(Dataset excerpt)
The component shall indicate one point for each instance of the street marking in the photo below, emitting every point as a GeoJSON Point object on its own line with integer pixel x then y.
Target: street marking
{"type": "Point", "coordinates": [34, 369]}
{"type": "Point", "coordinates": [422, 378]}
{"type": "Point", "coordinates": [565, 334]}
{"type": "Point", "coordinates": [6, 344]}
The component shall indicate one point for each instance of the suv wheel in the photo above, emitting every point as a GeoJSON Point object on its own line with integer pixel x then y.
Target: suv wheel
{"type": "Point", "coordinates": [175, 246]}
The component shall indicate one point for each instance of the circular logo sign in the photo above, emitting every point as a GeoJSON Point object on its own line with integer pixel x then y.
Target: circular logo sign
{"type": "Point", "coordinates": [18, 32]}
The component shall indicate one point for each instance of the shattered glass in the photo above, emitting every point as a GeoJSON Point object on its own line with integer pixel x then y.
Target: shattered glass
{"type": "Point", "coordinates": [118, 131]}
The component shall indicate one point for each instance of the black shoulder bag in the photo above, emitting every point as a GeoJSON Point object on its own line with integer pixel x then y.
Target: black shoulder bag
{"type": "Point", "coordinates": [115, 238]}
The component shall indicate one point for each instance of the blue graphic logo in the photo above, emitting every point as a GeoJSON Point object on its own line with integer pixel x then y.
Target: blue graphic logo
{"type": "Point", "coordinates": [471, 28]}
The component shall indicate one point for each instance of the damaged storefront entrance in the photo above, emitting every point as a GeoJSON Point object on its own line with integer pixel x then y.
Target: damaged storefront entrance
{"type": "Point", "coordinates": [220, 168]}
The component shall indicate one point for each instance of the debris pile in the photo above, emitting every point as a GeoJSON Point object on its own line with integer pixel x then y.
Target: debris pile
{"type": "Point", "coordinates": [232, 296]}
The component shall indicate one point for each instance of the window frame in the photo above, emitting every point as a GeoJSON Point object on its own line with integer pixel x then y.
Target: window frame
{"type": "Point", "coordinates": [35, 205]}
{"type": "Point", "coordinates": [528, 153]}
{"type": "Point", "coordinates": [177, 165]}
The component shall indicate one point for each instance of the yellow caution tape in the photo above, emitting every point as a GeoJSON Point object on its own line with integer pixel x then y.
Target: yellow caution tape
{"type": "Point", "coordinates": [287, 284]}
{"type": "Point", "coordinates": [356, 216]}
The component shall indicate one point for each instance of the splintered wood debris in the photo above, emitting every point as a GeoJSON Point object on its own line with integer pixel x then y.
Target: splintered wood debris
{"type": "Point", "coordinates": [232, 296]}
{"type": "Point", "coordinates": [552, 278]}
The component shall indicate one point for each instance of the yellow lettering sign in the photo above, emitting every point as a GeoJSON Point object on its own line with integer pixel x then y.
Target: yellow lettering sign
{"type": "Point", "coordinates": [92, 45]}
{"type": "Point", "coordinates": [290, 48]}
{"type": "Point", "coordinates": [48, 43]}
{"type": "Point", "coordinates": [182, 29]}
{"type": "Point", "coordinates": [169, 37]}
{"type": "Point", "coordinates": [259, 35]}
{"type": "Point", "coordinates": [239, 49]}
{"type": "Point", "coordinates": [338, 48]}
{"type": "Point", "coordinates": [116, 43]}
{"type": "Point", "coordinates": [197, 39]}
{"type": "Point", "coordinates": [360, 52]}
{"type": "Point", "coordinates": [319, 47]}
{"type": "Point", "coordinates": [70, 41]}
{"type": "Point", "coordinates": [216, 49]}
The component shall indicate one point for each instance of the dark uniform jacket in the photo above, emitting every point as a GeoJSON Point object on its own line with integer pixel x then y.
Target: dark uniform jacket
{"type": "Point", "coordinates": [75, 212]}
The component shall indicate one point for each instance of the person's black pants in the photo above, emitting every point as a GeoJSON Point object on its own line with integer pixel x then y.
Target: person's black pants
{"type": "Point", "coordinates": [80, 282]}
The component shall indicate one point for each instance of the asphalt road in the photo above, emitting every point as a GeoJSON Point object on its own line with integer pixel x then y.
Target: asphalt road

▶ [TO BE DONE]
Extract all of the material exactly as it is written.

▶ [FULL ANSWER]
The component shall indicate one point for each instance of the street marking in the photo below, emitting every point as a GeoJSON Point object on its own line with integer pixel x then y.
Target: street marking
{"type": "Point", "coordinates": [34, 369]}
{"type": "Point", "coordinates": [422, 378]}
{"type": "Point", "coordinates": [565, 334]}
{"type": "Point", "coordinates": [6, 344]}
The component shall indicate one point for each instance of the suv wheel in the photo above, emitting every point as a GeoJSON Point object on its own line with integer pixel x then y.
Target: suv wheel
{"type": "Point", "coordinates": [175, 246]}
The component shall indicate one point for each instance of the circular logo sign in the photo above, emitting every point as a GeoJSON Point object on its own line with integer pixel x then y.
Target: circular logo sign
{"type": "Point", "coordinates": [18, 32]}
The component shall indicate one point for each instance of the shattered glass in the photo above, emitting every point as a GeoJSON Point object on its own line with integer pixel x then y.
Target: shattered glass
{"type": "Point", "coordinates": [118, 131]}
The component shall indicate one point for each instance of the black shoulder bag in the photo above, emitting every point as a GeoJSON Point object on its own line with integer pixel x then y.
Target: black shoulder bag
{"type": "Point", "coordinates": [115, 238]}
The component shall indicate one point for each instance of the blue graphic logo in the photo above, emitting every point as a GeoJSON Point object on its own line with integer pixel x then y.
Target: blue graphic logo
{"type": "Point", "coordinates": [471, 28]}
The component shall indicate one point for each instance of the damaged storefront entrance in the photo above, emitting every point as a GeoJSON Point object on its own line with integer pixel x then y.
Target: damaged storefront entrance
{"type": "Point", "coordinates": [220, 168]}
The component shall indicate one point for each instance of the debris pile in the photo above, emitting every point as a GeoJSON Point object on its own line with integer pixel x then y.
Target: debris pile
{"type": "Point", "coordinates": [232, 296]}
The component shall indicate one point for each instance of the window frame in the photo above, emitting every point as a GeoJSON Point object on its own line with integer pixel x then y.
Target: window frame
{"type": "Point", "coordinates": [35, 205]}
{"type": "Point", "coordinates": [528, 153]}
{"type": "Point", "coordinates": [177, 165]}
The component shall indicate one point for each instance of the yellow caution tape in the photo above, emitting every point as a GeoJSON Point object on its own line with integer pixel x then y.
Target: yellow caution tape
{"type": "Point", "coordinates": [287, 284]}
{"type": "Point", "coordinates": [356, 216]}
The component shall indicate one point for each instance of the splintered wood debris in the photo above, emitting every point as a GeoJSON Point object on its own line with integer pixel x then y.
Target: splintered wood debris
{"type": "Point", "coordinates": [232, 296]}
{"type": "Point", "coordinates": [552, 278]}
The component shall indicate one point for each instance of the yellow lettering sign in the photo above, emitting every point as a GeoJSON Point object on its own line with integer pixel x then y.
Target: yellow lettering sign
{"type": "Point", "coordinates": [92, 45]}
{"type": "Point", "coordinates": [290, 48]}
{"type": "Point", "coordinates": [48, 43]}
{"type": "Point", "coordinates": [182, 29]}
{"type": "Point", "coordinates": [169, 37]}
{"type": "Point", "coordinates": [259, 35]}
{"type": "Point", "coordinates": [239, 49]}
{"type": "Point", "coordinates": [338, 48]}
{"type": "Point", "coordinates": [116, 43]}
{"type": "Point", "coordinates": [197, 39]}
{"type": "Point", "coordinates": [360, 52]}
{"type": "Point", "coordinates": [319, 47]}
{"type": "Point", "coordinates": [70, 41]}
{"type": "Point", "coordinates": [216, 49]}
The component shall indicate one point for each instance of the dark uniform jacket in the photo above, emitting every point as a GeoJSON Point object on its own line with integer pixel x then y.
Target: dark uniform jacket
{"type": "Point", "coordinates": [75, 212]}
The component shall indicate one point for each instance of the person's black pants in the photo above, emitting every point as a GeoJSON Point object on its own line with integer pixel x then y.
Target: person's black pants
{"type": "Point", "coordinates": [80, 282]}
The component shall indicate one point for each instance of the asphalt road in the photo above, emitting every point as a GeoJSON Point object on its own line with integer pixel x then y.
Target: asphalt road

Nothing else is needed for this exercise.